Recopiez mot pour mot le passage de l'extrait sur la parallaxe solaire qui va de « On peut donc » jusqu'à « la parallaxe solaire. » inclus.

» Extrait:
==================================================

Figure 2 : Schéma représentant la parallaxe horizontale du Soleil

Figure 2 : Schéma représentant la parallaxe horizontale du Soleil. C'est l'angle sous lequel, placé au centre du Soleil, un observateur verrait le rayon de la Terre, le segment reliant le centre des deux astres étant perpendiculaire au rayon terrestre. La parallaxe horizontale du Soleil vaut 8,794″.

 

On peut donc conclure qu'il a effectué ses calculs avec une valeur de la parallaxe d'environ 15'', valeur proposée plus tôt par l'astronome belge G. Wendelin (1635) et les astronomes anglais J. Horrocks (1638) et T. Streete (1661) (16). Ce n'était pas la valeur retenue par Cassini et Richer à partir de la mesure de la parallaxe de Mars – mesure réalisée grâce aux observations effectuées à Paris et à Cayenne auxquelles Rœmer avait participé – puisque Cassini en tira une parallaxe de 9,5'' (beaucoup plus proche de la réalité connue aujourd'hui). En rapportant que la Terre se déplace d'« au moins 210 » de son diamètre en 42 ½ heures, Roemer nous permet de reconstituer le cheminement de son calcul et surtout la donnée initiale grâce à laquelle il a pu aboutir à ce résultat, à savoir sa valeur de la parallaxe solaire.

==================================================

» Matériel fourni:

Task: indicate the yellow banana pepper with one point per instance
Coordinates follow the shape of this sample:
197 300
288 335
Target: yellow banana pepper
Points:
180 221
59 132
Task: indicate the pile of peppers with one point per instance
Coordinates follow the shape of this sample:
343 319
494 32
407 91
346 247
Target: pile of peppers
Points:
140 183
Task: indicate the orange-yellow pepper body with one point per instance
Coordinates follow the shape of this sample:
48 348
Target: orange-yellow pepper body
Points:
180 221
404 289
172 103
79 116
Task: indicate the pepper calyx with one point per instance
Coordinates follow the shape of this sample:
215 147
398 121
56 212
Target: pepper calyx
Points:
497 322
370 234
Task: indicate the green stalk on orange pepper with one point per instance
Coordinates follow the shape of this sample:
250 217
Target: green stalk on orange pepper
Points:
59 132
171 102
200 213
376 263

==================================================

» Réponse:
On peut donc conclure qu'il a effectué ses calculs avec une valeur de la parallaxe d'environ 15'', valeur proposée plus tôt par l'astronome belge G. Wendelin (1635) et les astronomes anglais J. Horrocks (1638) et T. Streete (1661) (16). Ce n'était pas la valeur retenue par Cassini et Richer à partir de la mesure de la parallaxe de Mars – mesure réalisée grâce aux observations effectuées à Paris et à Cayenne auxquelles Rœmer avait participé – puisque Cassini en tira une parallaxe de 9,5'' (beaucoup plus proche de la réalité connue aujourd'hui). En rapportant que la Terre se déplace d'« au moins 210 » de son diamètre en 42 ½ heures, Roemer nous permet de reconstituer le cheminement de son calcul et surtout la donnée initiale grâce à laquelle il a pu aboutir à ce résultat, à savoir sa valeur de la parallaxe solaire.